▶ QUOTED PASSAGE:

Dr. A H Wahid, Consultant Internal Medicine Physician.


Nerve injury is referred to in medicine as neuropathy. Up to 26% of persons with type 2 diabetes have signs of nerve damage at the time of diabetes diagnosis, making neuropathy a prevalent consequence of both type 1 and type 2 diabetes. The most prevalent kind of diabetic neuropathy is polyneuropathy which is a generalised form of neuropathy. 

Loss of sensation and/or scorching/burning pain in the feet are indications of diabetic neuropathy. Other symptoms of diabetic neuropathy are tingling sensation, shock like sensation. The risk of developing diabetic neuropathy may be decreased by early identification of diabetes and blood sugar control.

Treatments for diabetic neuropathy are available and comprise a number of components, such as nutrition and exercise, blood glucose control, injury prevention, and pain management.

It need not be emphasized that diabetic control remain the cornerstone for treatment of Diabetic neuropathy but for acute management of the various symptoms it is necessary to get evaluated in the form of Nerve Conduction study and appropriate drugs be initiated.

Of recent, the advancement of medical technology has brought us various new drugs especially in the purview of Diabetic neuropathy not only in the form of neuropathic pain killers but also drugs that help to retard and reverse the already done damage to the nerves due to uncontrolled sugar levels. This brings in new hope to the thousands of patients suffering from the clutches of this cruel illness.



Having consistently high blood sugar levels is the main risk factor for developing diabetic neuropathy in persons with type 1 or Type 2 diabetes.

▶ ACTIVITY:
Continue the piece on diabetic neuropathy, picking up after its last sentence.

▶ RECORDED INFORMATION:
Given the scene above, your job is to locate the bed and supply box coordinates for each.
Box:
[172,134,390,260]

▶ TASK OUTPUT:
Other elements, such as the following, can further raise the likelihood of developing diabetic neuropathy such as:

1.Cardiovascular illness

2.Higher-than-normal triglyceride levels

3.Being overweight


5. High blood pressure



Based on a medical history and a physical examination of the foot, diabetic neuropathy is identified. There may be indications of nerve damage during an examination, such as:

1. Loss of the capacity to feel movement and vibration in the feet or toes (for instance, when the toe is moved up or down).

2. Loss of pain, light touch, and temperature perception in the toes or feet

Diagnosing diabetic neuropathy typically does not require more thorough testing, such as nerve conduction studies, nerve biopsies, or imaging tests (such as X-rays or computed tomography [CT] scans).



Treatment for diabetic neuropathy consists of four key elements.

1. Controlling blood sugar levels

2. Changing one's lifestyle, particularly through nutrition and exercise

3. Taking care of one's feet to avoid problems

4. Managing discomfort brought on by neuropathy.